Activity list:
**1)** According to the anti-doping rules text, by what means may facts related to anti-doping rule violations be established?
**2)** In the anti-doping rules text, substitute "independent review" for "peer review" and give the passage again from "DC 3.2.1 Analytical" up to and including "in such proceeding.".

DC 3.2 Methods of Establishing Facts and Presumptions

Facts related to anti-doping rule violations may be established by any reliable means, including admissions. The following rules of proof shall be applicable in doping cases:

[Comment to DC 3.2: For example, FINA or the Member Federation may establish an anti-doping rule violation under DC 2.2 based on the Athlete’s admissions, the credible testimony of third Persons, reliable documentary evidence, reliable analytical data from either an A or B Sample as provided in the Comments to DC 2.2, or conclusions drawn from the profile of a series of the Athlete’s blood or urine Samples such as data from the Athlete Biological Passport.]

DC 3.2.1 Analytical methods or decision limits approved by WADA after consultation within the relevant scientific community and which have been the subject of peer review are presumed to be scientifically valid. Any Athlete or other Person seeking to rebut this presumption of scientific validity shall, as a condition precedent to any such challenge, first notify WADA of the challenge and the basis of the challenge. CAS on its own initiative may also inform WADA of any such challenge. At WADA’s request, the CAS panel shall appoint an appropriate scientific expert to assist the panel in its evaluation of the challenge. Within 10 days of WADA’s receipt of such notice, and WADA’s receipt of the CAS file, WADA shall also have the right to intervene as a party, appear amicus curiae, or otherwise provide evidence in such proceeding.

Stored data:
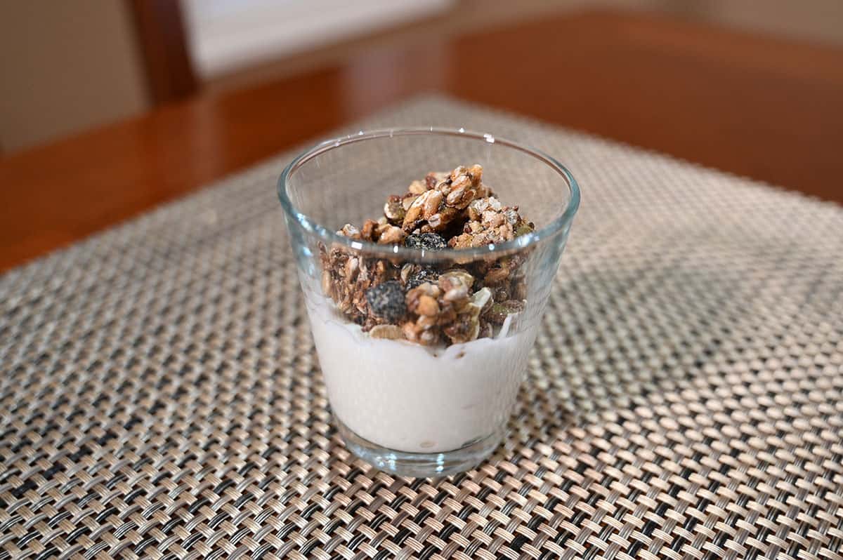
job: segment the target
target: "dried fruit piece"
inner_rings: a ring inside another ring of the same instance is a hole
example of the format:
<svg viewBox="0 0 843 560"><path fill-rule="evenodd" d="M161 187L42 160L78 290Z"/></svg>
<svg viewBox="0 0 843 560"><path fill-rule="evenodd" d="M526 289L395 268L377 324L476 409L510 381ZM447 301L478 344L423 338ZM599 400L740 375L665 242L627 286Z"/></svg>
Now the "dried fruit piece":
<svg viewBox="0 0 843 560"><path fill-rule="evenodd" d="M398 280L388 280L366 291L366 301L376 317L397 323L407 312L404 290Z"/></svg>
<svg viewBox="0 0 843 560"><path fill-rule="evenodd" d="M448 248L445 238L438 233L411 233L404 240L404 245L414 249L438 251Z"/></svg>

Task solutions:
**1)** By any reliable means, including admissions.

**2)**
DC 3.2.1 Analytical methods or decision limits approved by WADA after consultation within the relevant scientific community and which have been the subject of independent review are presumed to be scientifically valid. Any Athlete or other Person seeking to rebut this presumption of scientific validity shall, as a condition precedent to any such challenge, first notify WADA of the challenge and the basis of the challenge. CAS on its own initiative may also inform WADA of any such challenge. At WADA’s request, the CAS panel shall appoint an appropriate scientific expert to assist the panel in its evaluation of the challenge. Within 10 days of WADA’s receipt of such notice, and WADA’s receipt of the CAS file, WADA shall also have the right to intervene as a party, appear amicus curiae, or otherwise provide evidence in such proceeding.